WRITTEN EXERCISE: Transcribe the lines below verbatim, starting at the line containing "Point to the shadow" and ending at the line containing "Point to the dry", both included.

EXTRACTED MATERIAL:
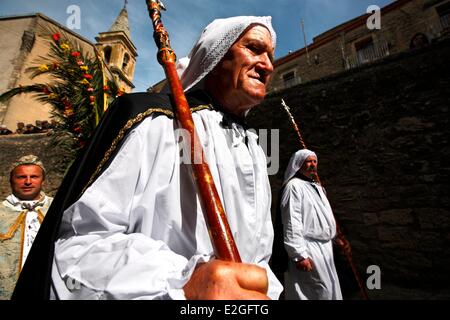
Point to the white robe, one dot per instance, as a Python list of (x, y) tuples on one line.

==

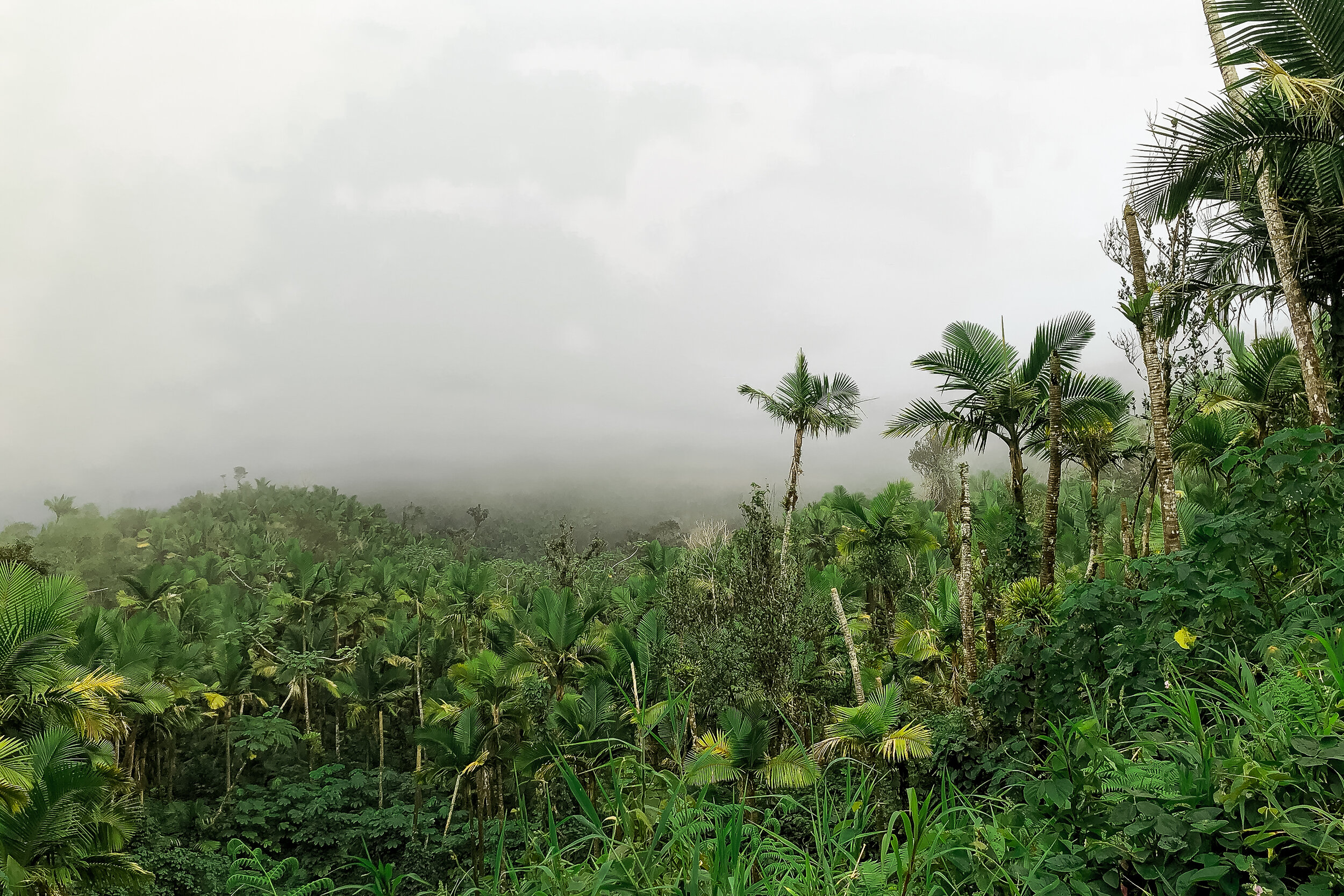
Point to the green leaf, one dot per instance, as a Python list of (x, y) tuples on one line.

==

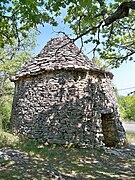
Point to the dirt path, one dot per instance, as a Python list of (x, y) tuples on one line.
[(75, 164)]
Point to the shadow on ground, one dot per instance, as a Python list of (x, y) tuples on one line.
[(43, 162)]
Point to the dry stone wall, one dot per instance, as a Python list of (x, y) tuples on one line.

TASK OUTPUT:
Point to the shadow on ground, one dot per instance, as a Python list of (x, y) tuples on one line.
[(43, 162)]
Point to the dry stone wall, one dot per instance, as a Python list of (x, y) tuples on one line.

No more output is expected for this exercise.